Task goal:
All lines holding the word "crystal" are to be copied from the records beneath.

(Saved entries)
%%
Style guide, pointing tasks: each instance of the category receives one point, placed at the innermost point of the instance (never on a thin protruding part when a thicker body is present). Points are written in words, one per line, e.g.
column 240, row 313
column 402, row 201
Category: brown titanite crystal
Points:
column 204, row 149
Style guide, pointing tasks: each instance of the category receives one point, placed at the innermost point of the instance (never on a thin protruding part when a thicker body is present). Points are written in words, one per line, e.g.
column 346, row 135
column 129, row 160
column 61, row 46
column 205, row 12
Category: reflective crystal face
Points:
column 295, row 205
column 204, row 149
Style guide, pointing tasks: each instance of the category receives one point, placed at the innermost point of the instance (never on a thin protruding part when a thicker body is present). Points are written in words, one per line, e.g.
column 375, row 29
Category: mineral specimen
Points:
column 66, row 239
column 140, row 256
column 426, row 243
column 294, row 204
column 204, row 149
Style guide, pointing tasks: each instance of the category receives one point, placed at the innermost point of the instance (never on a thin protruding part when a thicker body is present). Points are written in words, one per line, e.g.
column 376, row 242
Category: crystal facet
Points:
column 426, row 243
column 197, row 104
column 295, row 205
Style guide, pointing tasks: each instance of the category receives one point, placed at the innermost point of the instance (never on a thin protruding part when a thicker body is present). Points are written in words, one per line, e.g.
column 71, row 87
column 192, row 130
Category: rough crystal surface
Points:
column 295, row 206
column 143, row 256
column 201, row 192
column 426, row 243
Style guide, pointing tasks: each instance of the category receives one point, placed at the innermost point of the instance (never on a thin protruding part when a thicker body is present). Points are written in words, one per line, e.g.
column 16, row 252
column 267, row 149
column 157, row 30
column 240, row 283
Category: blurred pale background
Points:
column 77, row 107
%%
Result for this task:
Category: brown titanite crystal
Category: reflective crystal face
Category: crystal facet
Category: rough crystal surface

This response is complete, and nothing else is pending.